## Passage:
Book about being stuck in VR fantasy game
January 7, 2009 9:45 PM

help me find this SciFiBookFilter- VR fantasy game

There was like an experimental VR fantasy game and these people, I think tourney-level roleplayers or something to the effect, got invited to try it. Then there was some sort of disaster, of course, and they got stuck, and the power was on limited-duration backup, yadda. Then eventually they make it out in the nick of time, but in the epilogue they find they've retained their characters' abilities in the real world, and they aren't sure if they actually are in the real world on account of that, and it just begged a sequel.

## Extracted material:
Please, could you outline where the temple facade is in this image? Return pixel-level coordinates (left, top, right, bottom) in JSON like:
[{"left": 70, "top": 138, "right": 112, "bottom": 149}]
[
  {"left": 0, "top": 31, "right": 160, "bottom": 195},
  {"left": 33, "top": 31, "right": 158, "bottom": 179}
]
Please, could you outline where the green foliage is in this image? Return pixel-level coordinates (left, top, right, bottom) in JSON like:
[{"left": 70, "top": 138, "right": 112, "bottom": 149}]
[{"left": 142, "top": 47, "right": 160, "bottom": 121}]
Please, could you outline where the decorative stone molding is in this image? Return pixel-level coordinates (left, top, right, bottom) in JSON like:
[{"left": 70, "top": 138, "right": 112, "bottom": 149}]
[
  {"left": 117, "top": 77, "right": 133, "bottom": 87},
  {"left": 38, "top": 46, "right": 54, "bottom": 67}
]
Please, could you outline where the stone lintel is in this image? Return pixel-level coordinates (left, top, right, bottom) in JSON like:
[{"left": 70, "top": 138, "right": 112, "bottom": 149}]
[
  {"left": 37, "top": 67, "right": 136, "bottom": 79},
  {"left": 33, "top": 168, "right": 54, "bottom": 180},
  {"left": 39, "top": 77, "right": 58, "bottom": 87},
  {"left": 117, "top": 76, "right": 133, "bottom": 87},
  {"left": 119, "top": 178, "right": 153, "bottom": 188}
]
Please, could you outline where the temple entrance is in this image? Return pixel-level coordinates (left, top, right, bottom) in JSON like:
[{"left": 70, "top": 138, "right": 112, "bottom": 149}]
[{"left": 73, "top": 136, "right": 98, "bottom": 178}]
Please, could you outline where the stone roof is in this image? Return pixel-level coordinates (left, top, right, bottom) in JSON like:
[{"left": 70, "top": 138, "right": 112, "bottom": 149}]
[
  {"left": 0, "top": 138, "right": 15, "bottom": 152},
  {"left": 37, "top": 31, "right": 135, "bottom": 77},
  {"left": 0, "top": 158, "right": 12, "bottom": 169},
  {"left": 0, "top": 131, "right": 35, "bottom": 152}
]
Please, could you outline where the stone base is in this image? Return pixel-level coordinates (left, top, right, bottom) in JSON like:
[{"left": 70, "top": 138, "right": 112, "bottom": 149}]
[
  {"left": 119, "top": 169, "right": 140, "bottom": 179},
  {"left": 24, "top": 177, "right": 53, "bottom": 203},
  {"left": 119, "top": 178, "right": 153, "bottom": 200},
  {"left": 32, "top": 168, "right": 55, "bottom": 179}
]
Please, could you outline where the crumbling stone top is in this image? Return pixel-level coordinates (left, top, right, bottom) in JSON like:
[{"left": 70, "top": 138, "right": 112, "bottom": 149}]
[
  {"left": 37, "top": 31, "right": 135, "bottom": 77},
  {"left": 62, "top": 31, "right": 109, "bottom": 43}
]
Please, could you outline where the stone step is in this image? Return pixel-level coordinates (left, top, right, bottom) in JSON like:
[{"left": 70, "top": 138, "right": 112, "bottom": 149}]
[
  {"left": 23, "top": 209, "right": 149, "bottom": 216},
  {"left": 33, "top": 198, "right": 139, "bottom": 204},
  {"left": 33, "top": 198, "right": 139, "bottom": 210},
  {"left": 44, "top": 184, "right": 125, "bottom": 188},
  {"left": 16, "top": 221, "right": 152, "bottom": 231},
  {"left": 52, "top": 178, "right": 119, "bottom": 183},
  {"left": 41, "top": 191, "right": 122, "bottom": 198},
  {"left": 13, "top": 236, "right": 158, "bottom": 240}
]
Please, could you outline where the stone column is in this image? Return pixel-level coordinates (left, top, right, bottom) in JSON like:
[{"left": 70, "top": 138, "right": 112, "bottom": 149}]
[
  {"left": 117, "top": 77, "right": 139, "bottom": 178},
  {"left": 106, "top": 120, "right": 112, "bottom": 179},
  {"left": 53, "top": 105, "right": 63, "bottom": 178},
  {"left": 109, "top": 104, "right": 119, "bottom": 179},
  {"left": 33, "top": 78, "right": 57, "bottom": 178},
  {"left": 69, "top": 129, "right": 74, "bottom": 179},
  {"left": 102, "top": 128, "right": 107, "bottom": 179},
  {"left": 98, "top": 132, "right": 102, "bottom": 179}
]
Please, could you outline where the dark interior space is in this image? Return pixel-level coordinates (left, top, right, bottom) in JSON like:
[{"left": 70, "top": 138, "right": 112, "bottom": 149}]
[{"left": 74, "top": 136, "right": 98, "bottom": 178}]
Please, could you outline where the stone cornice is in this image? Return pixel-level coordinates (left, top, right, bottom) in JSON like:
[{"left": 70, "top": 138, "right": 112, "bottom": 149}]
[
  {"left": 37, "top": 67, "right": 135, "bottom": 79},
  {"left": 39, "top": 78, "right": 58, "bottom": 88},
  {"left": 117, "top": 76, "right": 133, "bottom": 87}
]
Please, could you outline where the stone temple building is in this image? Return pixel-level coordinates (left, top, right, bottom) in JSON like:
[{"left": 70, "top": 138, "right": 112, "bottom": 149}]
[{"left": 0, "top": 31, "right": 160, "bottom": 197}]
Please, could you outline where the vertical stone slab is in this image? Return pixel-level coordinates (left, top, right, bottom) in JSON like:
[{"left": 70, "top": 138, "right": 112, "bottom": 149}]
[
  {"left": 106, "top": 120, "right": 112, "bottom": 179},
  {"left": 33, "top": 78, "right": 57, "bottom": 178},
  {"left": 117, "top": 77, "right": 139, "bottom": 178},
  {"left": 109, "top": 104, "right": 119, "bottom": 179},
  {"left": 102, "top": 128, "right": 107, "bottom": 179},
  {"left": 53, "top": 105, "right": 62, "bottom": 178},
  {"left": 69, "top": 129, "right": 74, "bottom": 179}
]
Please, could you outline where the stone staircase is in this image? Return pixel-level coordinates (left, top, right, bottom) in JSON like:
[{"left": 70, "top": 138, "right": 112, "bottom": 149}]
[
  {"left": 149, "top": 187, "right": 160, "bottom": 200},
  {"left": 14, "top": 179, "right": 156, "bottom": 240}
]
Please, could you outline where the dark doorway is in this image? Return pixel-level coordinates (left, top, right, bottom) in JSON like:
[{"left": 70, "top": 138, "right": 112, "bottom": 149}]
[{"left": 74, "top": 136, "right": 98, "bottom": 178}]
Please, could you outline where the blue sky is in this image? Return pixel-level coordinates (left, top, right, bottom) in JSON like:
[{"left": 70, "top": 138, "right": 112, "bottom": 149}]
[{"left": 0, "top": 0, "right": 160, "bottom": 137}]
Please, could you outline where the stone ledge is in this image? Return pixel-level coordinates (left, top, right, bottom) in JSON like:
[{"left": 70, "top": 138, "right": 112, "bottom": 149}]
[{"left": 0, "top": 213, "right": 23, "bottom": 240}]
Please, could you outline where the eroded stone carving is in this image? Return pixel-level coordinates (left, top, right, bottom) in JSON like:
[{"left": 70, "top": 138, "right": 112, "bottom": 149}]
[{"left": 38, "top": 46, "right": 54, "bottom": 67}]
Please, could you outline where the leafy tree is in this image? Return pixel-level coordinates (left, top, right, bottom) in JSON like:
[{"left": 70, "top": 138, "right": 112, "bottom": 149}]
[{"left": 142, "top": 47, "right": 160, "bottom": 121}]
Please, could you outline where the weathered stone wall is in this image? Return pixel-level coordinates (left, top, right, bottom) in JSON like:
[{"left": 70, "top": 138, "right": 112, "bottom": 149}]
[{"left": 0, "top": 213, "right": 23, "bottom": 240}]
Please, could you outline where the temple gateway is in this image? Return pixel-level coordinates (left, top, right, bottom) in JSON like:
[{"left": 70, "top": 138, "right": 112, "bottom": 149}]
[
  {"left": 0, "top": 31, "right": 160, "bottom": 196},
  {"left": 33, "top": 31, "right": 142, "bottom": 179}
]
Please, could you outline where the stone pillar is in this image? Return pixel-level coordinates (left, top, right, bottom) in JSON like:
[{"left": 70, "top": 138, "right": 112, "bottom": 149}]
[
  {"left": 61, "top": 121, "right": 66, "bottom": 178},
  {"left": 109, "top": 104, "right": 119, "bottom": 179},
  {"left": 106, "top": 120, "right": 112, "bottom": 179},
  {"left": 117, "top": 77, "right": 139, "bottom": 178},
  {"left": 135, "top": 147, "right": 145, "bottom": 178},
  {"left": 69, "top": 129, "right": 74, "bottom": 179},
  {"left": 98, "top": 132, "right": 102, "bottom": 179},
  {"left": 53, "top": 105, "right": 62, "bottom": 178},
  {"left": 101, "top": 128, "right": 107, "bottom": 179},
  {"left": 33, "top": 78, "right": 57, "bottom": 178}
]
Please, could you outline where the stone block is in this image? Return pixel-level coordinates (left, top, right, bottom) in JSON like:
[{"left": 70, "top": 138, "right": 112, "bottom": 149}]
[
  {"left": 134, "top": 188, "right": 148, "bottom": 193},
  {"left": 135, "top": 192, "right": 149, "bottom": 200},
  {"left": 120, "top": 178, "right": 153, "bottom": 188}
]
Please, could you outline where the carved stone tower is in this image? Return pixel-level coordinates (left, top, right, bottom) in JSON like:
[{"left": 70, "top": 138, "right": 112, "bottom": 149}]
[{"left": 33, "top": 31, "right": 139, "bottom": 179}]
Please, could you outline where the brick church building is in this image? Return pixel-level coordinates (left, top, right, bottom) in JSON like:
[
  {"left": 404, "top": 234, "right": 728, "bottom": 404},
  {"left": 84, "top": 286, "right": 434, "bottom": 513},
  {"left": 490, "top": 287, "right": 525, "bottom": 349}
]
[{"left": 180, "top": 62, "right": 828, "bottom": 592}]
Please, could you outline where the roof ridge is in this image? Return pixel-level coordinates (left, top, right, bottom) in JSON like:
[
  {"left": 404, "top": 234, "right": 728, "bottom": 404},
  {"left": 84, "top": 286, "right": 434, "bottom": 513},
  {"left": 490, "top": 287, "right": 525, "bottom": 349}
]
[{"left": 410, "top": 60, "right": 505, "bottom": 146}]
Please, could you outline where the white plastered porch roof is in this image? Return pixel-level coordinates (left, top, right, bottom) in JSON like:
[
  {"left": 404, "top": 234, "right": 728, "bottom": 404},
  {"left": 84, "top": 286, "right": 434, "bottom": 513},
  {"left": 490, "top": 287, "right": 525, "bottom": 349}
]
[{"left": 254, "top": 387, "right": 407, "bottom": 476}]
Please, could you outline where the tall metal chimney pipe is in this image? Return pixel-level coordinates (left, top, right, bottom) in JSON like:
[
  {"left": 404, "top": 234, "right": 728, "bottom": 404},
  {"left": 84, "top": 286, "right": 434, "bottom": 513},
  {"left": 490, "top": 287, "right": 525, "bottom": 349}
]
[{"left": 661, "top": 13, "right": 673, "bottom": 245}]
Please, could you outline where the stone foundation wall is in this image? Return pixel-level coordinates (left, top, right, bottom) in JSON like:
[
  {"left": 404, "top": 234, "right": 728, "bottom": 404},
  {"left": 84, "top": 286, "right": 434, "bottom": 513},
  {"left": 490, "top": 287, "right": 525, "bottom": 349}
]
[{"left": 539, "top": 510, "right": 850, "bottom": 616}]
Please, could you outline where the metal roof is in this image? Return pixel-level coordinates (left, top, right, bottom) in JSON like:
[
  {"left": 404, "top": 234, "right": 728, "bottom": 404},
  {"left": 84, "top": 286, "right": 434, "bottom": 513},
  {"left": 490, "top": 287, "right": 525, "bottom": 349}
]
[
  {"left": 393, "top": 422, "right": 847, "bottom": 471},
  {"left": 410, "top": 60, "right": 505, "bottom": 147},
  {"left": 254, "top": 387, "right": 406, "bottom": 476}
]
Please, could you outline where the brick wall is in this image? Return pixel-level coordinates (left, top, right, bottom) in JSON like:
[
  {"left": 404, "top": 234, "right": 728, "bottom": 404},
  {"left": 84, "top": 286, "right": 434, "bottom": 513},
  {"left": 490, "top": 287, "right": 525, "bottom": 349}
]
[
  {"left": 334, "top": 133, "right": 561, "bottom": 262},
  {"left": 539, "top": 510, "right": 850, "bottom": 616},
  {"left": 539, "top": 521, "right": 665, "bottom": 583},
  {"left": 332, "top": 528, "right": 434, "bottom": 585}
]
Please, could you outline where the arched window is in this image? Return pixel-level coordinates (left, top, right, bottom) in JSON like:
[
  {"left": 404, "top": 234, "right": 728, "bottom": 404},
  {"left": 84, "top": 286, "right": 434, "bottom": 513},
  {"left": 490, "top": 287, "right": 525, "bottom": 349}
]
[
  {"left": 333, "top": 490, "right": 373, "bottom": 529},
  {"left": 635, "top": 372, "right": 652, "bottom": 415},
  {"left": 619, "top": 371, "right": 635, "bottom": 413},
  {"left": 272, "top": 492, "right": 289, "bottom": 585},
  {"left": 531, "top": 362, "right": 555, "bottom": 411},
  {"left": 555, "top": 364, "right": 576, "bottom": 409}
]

## Assigned task 1:
In the post, what do the players discover in the epilogue?
## Assigned task 2:
Give the post from "help me find" to "begged a sequel." again, changing "disaster" to "accident".
## Assigned task 3:
Summarize the post in two sentences.
The items have nothing to do with the post.

## Output 1:
They have retained their characters' abilities in the real world.

## Output 2:
help me find this SciFiBookFilter- VR fantasy game

There was like an experimental VR fantasy game and these people, I think tourney-level roleplayers or something to the effect, got invited to try it. Then there was some sort of accident, of course, and they got stuck, and the power was on limited-duration backup, yadda. Then eventually they make it out in the nick of time, but in the epilogue they find they've retained their characters' abilities in the real world, and they aren't sure if they actually are in the real world on account of that, and it just begged a sequel.

## Output 3:
The writer wants help finding a book about an experimental VR fantasy game where invited players get stuck after a disaster while the power runs on limited-duration backup. They escape in the nick of time, but in the epilogue they have kept their characters' abilities and aren't sure they are really in the real world.